**WHAT TO WORK ON:**
Transcribe the material below exactly as it appears.

Dataset excerpts on object pointing
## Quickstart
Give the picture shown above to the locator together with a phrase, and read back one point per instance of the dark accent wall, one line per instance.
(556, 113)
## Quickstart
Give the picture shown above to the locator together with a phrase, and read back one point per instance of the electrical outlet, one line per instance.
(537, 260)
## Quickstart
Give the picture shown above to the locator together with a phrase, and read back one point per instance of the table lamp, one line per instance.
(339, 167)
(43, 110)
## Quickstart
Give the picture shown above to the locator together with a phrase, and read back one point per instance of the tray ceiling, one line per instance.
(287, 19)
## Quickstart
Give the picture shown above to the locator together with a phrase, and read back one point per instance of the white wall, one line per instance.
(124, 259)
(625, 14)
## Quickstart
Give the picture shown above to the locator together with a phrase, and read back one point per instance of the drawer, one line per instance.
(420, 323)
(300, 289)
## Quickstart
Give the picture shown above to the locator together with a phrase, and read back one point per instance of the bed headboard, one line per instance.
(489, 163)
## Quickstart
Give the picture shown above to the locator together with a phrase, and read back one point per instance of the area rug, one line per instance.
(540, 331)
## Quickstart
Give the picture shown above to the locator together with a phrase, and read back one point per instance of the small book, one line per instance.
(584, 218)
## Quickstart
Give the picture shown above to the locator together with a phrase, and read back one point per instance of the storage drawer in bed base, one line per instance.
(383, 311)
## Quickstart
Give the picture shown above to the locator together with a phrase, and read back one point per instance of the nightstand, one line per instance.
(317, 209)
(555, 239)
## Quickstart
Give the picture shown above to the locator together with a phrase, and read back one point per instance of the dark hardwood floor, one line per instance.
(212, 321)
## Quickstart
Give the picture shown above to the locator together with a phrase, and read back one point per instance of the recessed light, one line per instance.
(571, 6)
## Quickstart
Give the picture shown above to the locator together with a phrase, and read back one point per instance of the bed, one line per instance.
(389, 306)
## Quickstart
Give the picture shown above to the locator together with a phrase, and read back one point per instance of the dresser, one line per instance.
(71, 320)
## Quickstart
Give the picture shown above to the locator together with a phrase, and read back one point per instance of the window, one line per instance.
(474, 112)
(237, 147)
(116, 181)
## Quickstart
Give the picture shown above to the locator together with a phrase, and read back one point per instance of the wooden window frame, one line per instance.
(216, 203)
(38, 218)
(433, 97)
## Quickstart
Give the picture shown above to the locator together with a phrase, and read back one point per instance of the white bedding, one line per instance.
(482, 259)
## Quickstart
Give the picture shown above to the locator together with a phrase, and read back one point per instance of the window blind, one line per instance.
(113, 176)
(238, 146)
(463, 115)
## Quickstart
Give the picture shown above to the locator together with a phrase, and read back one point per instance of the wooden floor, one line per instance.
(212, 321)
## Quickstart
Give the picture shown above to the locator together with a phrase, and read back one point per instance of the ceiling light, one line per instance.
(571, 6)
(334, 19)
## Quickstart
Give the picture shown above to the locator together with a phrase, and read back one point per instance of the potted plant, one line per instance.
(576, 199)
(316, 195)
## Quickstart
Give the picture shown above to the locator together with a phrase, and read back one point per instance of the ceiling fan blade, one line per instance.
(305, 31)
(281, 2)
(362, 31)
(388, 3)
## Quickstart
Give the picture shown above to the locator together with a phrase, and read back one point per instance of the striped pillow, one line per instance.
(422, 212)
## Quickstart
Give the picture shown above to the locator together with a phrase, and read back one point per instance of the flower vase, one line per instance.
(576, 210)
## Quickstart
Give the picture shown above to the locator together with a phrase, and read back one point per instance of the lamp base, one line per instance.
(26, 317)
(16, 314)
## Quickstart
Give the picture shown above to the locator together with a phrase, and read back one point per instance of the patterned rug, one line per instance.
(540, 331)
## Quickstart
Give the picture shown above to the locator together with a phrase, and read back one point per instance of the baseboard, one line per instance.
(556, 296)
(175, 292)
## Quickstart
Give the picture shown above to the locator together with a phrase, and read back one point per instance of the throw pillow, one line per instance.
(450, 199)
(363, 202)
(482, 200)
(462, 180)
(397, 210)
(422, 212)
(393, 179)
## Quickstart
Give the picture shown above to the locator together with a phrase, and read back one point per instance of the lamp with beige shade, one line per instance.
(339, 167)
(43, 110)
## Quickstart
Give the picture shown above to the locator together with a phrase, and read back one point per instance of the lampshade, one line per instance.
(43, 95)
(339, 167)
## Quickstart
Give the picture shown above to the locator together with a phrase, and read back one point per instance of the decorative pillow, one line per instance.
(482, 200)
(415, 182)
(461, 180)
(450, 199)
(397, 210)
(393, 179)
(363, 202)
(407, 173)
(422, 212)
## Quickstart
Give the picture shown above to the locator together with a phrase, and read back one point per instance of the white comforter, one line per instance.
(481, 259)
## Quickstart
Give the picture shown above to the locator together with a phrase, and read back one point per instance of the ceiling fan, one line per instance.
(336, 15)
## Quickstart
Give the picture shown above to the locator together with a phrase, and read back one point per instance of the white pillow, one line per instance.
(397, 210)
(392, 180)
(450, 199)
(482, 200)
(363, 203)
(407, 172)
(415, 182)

**RESULT FOR THIS TASK:**
## Quickstart
Give the picture shown above to the locator together with a phrase, and read back one point per instance of the dark accent wall, one line per instance.
(556, 113)
## Quickstart
Give the picture shown above to the locator together with a phrase, and read back one point per instance of the electrical outlet, one line per instance.
(537, 260)
## Quickstart
Give the picture shown above to the locator together with a phrase, and read back one point per instance of the table lamp, one line per instance.
(339, 167)
(43, 110)
## Quickstart
Give the picture shown above to the locator together with a phrase, and read back one point per instance of the tray ceiling, one line per instance.
(287, 19)
## Quickstart
Give the picture shown above to the locator together with a phrase, and read back one point per instance of the white wall, one line per instance.
(124, 259)
(625, 14)
## Quickstart
Give the picture shown above to the locator together with a phrase, and read back one point per instance of the drawer, one line per instance.
(420, 323)
(300, 289)
## Quickstart
Give the picture shown above to the locator together with a phrase, and read back one point per instance of the bed headboard, one line per instance.
(489, 163)
## Quickstart
Give the picture shown above to the locator together with a phrase, and read back one point per instance of the area rug, one line per instance.
(540, 331)
## Quickstart
Give the picture shown above to the locator together with a phrase, and read back one point per instance of the small book, one line per instance.
(584, 218)
## Quickstart
Give the picture shown above to the locator together with a phrase, and read back one point per instance of the storage drawer in bed base, one line per instance.
(383, 311)
## Quickstart
Give the picture shown above to the locator together with a phrase, and read back one point per instance of the nightstand, one line per instance.
(317, 209)
(555, 239)
## Quickstart
Give the picture shown above to the locator together with a phrase, and read back one point per instance of the dark hardwood floor, one line per instance.
(212, 321)
## Quickstart
Give the picture shown above to the locator together with a phrase, and read back one point per instance of the recessed light, one line per instance.
(571, 6)
## Quickstart
Give the picture shown above to the locator together with a phrase, and read back one point per instance of the bed, one line per instance.
(389, 306)
## Quickstart
Give the picture shown above to the locator together with a phrase, and read back one point per instance of the dresser, one line per instance.
(71, 320)
## Quickstart
Give the picture shown above to the locator together with a phrase, and read back one point per instance of the window, one line per instance.
(474, 112)
(237, 147)
(116, 181)
## Quickstart
Give the picture shown above to the locator together with a phrase, and read back one point per instance of the wooden window frame, one line per instance.
(216, 203)
(38, 218)
(433, 97)
## Quickstart
Give the picture shown above to the locator together with a phrase, and read back one point per instance of the white bedding, one line per instance.
(482, 259)
## Quickstart
Give the picture shown above to the locator together with a phrase, and read back one point per instance of the window blind, one line per instance.
(113, 176)
(238, 146)
(463, 115)
## Quickstart
Give the picture shown above to the locator together with a phrase, and read back one point per instance of the wooden floor, one line per instance.
(212, 321)
## Quickstart
Give the picture shown above to the locator together with a phrase, and read back one point per instance of the ceiling light, one line per instance.
(571, 6)
(334, 19)
## Quickstart
Give the picture shown above to the locator together with a phrase, and read back one point per instance of the potted plant, one line per instance.
(576, 199)
(316, 195)
## Quickstart
Give the picture shown above to the locator together with a phrase, and read back one point per instance of the ceiling fan blade, one line per instance.
(305, 31)
(281, 2)
(362, 31)
(388, 3)
## Quickstart
Give the picture shown above to the locator together with a phrase, and read back one point per instance of the striped pillow, one line per instance.
(422, 212)
## Quickstart
Give the picture shown above to the locator together with a phrase, and read back one point per instance of the flower vase, one line per instance.
(576, 210)
## Quickstart
Give the picture shown above to the locator together with a phrase, and read back one point per instance of the lamp base, one line per instance.
(26, 317)
(16, 314)
## Quickstart
Give the picture shown above to the locator together with a phrase, and read back one point per instance of the patterned rug, one line per instance.
(540, 331)
## Quickstart
Give the picture shown above to the locator together with a phrase, and read back one point per instance of the baseboard, one line per instance.
(556, 296)
(175, 292)
## Quickstart
Give the picture shown above to the locator together with a phrase, and read back one point per instance of the throw pillow, one line per instance.
(450, 199)
(363, 202)
(482, 200)
(462, 180)
(397, 210)
(422, 212)
(393, 179)
## Quickstart
Give the picture shown above to the locator together with a phrase, and read back one point per instance of the lamp with beige shade, one line per instance.
(339, 167)
(43, 110)
## Quickstart
Give the picture shown above to the locator together with a phrase, and read back one point per instance of the lampshade, one line per instance.
(43, 95)
(339, 167)
## Quickstart
Give the picture shown above to the locator together with a phrase, and read back one point per instance of the decorative pillow, one line per instance.
(482, 200)
(415, 182)
(461, 180)
(450, 199)
(397, 210)
(393, 179)
(363, 202)
(407, 173)
(422, 212)
## Quickstart
Give the picture shown above to the locator together with a phrase, and read back one point per instance of the white comforter, one line per instance.
(481, 259)
## Quickstart
Give the picture shown above to the locator together with a phrase, and read back one point per instance of the ceiling fan, one line per instance.
(336, 15)
## Quickstart
Give the picture shown above to the locator together with a phrase, and read back one point per instance of the white pillow, one line per instance.
(397, 210)
(392, 180)
(450, 199)
(482, 200)
(363, 203)
(407, 172)
(415, 182)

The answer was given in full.